• [COMPITO]: Traduci in inglese questa frase del testo sul fruttosio: «Uno studio effettuato su 271 bambini obesi nell’Ospedale Pediatrico Bambino Gesù di Roma ha evidenziato in molti casi un fegato grasso e ingrossato».

• [TESTO PROPOSTO]:

Merendine, succhi di frutta, bibite gassate. “Innocenti evasioni” che però nascondono un nemico subdolo e insidioso. Soprattutto per i bambini. Un nemico che ha un nome dolce, fruttosio. Lo zucchero della frutta, che oggi viene molto usato nell’industria alimentare perché meno costoso, più dolce del saccarosio e senza potere cariogeno. Inoltre ha la caratteristica di avere un indice glicemico basso, cioè a parità di dose i livelli di glucosio nel sangue aumentano meno rispetto a quelli del saccarosio.
Con conseguente aumento lento anche dell’insulinemia. Ma non è tutto oro ciò che luccica. Uno studio effettuato su 271 bambini obesi nell’Ospedale Pediatrico Bambino Gesù di Roma ha evidenziato in molti casi un fegato grasso e ingrossato. Inoltre circa la metà di loro aveva nel sangue troppo acido urico, una sostanza che se in eccesso nell’organismo può provocare danni seri, come la gotta, ma non solo.
Ora, l’eccessiva uricemia può essere dovuta, oltre che a situazioni genetiche e ereditarie, a un’alimentazione ricca di frutti di mare, birra, carni rosse, fegato e frattaglie, selvaggina, asparagi, alici e acciughe. Una dieta improbabile nei bambini.

• [RIGHE FORNITE]:
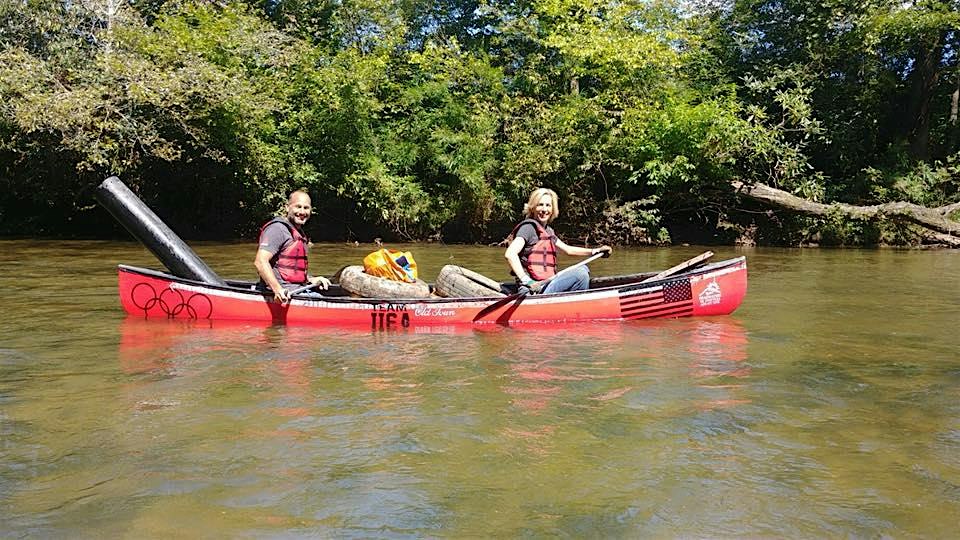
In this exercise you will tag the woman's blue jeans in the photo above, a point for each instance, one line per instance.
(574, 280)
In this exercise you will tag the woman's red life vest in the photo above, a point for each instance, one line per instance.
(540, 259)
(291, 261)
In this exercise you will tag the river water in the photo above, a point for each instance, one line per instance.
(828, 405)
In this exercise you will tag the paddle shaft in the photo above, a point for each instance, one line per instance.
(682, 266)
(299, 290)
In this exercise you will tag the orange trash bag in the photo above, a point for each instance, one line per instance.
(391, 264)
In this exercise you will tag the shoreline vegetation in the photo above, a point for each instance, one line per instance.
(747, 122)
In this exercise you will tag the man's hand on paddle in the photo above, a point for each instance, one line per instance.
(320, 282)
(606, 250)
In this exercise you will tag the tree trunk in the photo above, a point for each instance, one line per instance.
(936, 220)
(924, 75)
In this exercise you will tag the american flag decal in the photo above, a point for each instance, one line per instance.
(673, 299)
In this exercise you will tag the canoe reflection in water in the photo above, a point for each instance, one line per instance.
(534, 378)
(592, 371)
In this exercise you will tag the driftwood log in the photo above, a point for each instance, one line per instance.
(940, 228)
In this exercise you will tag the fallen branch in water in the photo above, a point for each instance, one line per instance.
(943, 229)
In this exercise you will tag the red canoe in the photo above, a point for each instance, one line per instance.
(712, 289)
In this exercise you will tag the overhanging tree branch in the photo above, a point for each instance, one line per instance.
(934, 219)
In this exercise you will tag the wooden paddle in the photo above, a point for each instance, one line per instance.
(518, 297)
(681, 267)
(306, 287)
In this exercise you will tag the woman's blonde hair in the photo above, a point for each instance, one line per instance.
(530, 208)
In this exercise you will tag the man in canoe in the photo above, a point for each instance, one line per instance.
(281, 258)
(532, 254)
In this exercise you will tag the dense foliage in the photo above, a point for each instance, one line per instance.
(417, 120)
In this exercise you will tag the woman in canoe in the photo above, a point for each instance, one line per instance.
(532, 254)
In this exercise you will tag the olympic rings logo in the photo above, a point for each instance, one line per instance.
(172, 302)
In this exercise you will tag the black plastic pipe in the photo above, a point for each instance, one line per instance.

• [RISULTATO ATTESO]: A study carried out on 271 obese children at the Bambino Gesù Pediatric Hospital in Rome revealed a fatty, enlarged liver in many cases.